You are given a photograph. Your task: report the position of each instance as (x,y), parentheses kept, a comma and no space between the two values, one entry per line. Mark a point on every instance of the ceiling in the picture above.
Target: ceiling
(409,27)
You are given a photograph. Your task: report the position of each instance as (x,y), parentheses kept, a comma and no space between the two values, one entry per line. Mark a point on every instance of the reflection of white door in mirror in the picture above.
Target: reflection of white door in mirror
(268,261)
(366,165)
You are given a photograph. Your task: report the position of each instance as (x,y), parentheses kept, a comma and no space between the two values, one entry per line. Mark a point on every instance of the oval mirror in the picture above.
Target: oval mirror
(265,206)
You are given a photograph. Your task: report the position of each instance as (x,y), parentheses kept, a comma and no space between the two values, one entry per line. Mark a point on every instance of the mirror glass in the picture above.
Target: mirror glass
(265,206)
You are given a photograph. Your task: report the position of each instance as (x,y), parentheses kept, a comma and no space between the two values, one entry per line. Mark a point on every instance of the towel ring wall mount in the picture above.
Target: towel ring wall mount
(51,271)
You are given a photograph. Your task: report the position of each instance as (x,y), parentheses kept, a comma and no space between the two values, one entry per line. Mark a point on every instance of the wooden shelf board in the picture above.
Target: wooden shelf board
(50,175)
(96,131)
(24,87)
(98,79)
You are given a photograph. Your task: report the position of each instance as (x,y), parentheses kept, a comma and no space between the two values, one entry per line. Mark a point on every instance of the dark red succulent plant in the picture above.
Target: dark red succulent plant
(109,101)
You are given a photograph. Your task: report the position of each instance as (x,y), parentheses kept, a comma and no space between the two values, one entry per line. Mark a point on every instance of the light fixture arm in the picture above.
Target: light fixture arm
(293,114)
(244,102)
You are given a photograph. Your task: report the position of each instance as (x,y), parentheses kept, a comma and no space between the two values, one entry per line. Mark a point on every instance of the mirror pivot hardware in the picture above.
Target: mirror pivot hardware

────────────────

* [What needs to be done] Restate the listing in full, word for word.

* [Finished exercise]
You are given a photograph. Your task: report the position of each instance as (x,y), parentheses kept, a comma and no space between the two values, one entry per line. Mark a point on every instance of the ceiling in the picture above.
Target: ceiling
(409,27)
You are given a photograph. Your task: report the position of each instance as (x,y), parentheses kept, a comma and no space between the two values, one entry per line. Mark a point on every instance of the reflection of white door in mirror in the picture above.
Target: reflection of white door in mirror
(268,261)
(366,165)
You are given a photograph. Your task: report the position of each instance as (x,y), parentheses kept, a comma and no space between the two values, one entry per line. Mark a point on every instance of the oval mirror in the picture above.
Target: oval mirror
(265,206)
You are given a photograph. Your task: report the position of each instance as (x,y), parentheses kept, a comma and no space between the two values, one entry per line. Mark a point on every instance of the mirror glass in the picture above.
Target: mirror glass
(265,206)
You are given a photograph. Your task: report the position of each instance as (x,y), parentheses kept, a comma and no space between the two values, one entry per line. Mark a point on every instance of the towel ring wall mount in the picture above.
Target: towel ring wall mount
(51,271)
You are given a photograph. Your task: report the position of each instance as (x,y), parentheses kept, a comma and no space between the two values, one entry per line. Mark a point on every instance of the wooden shelf board in the picture above.
Target: wooden shelf board
(50,175)
(96,131)
(24,87)
(98,79)
You are given a photograph. Your task: report the position of each instance as (x,y), parentheses kept, a comma and no space between the two values, one entry per line. Mark a point on every instance of the dark red succulent plant in the picture above.
Target: dark red succulent plant
(109,101)
You are given a photograph. Your task: report the position of each instance as (x,y), parentheses kept, a comma and no space between the two values, one entry per line. Mark a point on every instance of the light fixture arm in the picture above.
Target: light fixture arm
(293,114)
(244,102)
You are given a photograph. Your task: report the position of each instance as (x,y), parentheses kept, a comma and no space between the two values, one entry per line. Mark a point on every instance of the mirror pivot hardware in the picture above.
Target: mirror pivot hardware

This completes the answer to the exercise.